== What to do ==
An exact copy is needed of the lines in the entries below from the line with "like [(104, 9)]." up to and including the line with "like [(98, 70)].", and of nothing else. Leave the pictures out.

== Extracted data ==
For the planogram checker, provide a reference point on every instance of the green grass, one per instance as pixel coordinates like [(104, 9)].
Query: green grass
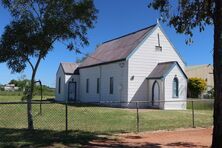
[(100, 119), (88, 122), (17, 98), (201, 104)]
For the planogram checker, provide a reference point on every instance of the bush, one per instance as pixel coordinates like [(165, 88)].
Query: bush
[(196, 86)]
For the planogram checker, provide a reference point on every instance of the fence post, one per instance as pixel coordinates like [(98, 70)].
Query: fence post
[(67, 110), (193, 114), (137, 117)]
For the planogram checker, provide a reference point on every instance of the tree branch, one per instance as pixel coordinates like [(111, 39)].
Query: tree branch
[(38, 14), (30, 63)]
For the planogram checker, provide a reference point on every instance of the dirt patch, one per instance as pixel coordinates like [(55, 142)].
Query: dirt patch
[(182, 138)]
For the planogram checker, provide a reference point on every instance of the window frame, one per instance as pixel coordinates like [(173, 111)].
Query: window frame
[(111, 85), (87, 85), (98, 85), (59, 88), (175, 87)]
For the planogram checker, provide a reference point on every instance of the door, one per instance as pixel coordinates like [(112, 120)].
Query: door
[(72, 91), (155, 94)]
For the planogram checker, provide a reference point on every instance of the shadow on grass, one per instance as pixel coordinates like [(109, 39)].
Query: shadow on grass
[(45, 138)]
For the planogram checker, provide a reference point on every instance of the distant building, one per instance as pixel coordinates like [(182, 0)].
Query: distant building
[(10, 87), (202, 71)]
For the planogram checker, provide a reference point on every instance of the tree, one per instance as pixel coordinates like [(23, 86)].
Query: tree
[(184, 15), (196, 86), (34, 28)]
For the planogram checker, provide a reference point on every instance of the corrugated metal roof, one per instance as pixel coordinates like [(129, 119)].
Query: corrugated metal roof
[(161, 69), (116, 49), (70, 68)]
* * *
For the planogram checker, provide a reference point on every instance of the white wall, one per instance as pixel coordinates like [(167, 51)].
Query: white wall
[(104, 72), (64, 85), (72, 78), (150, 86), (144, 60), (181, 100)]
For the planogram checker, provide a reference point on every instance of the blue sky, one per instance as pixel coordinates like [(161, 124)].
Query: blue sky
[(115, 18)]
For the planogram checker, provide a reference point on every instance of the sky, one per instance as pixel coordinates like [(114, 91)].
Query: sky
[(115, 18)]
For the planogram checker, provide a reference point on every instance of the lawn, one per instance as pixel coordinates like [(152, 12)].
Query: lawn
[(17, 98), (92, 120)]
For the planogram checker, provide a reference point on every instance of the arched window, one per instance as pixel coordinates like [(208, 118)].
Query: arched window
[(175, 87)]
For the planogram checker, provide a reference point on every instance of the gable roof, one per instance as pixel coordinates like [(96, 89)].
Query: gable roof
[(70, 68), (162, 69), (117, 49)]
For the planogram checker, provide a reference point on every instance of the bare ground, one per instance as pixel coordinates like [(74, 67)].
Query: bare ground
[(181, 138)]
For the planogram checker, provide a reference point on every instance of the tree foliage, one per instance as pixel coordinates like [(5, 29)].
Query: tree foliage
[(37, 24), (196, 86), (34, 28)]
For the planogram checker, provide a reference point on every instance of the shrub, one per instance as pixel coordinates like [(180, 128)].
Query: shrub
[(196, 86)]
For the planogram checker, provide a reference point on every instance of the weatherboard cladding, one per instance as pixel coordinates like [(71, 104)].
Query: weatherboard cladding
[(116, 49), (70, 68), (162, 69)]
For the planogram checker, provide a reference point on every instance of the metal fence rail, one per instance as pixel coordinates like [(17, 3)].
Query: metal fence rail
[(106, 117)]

== Exercise output ==
For the planogram checker, provide a reference point on every instance of the green grass, one per instance as pixel coordinates like [(104, 9)].
Query: green grass
[(100, 119), (88, 122), (17, 98), (201, 104)]
For the planogram checker, provide a reference point on every instance of the bush, one per instance as pixel coordinates like [(165, 88)].
Query: bush
[(196, 86)]
For the planogram checker, provide a reference point on every instance of the fence post, one per instance as pixel coordinates like [(98, 70)].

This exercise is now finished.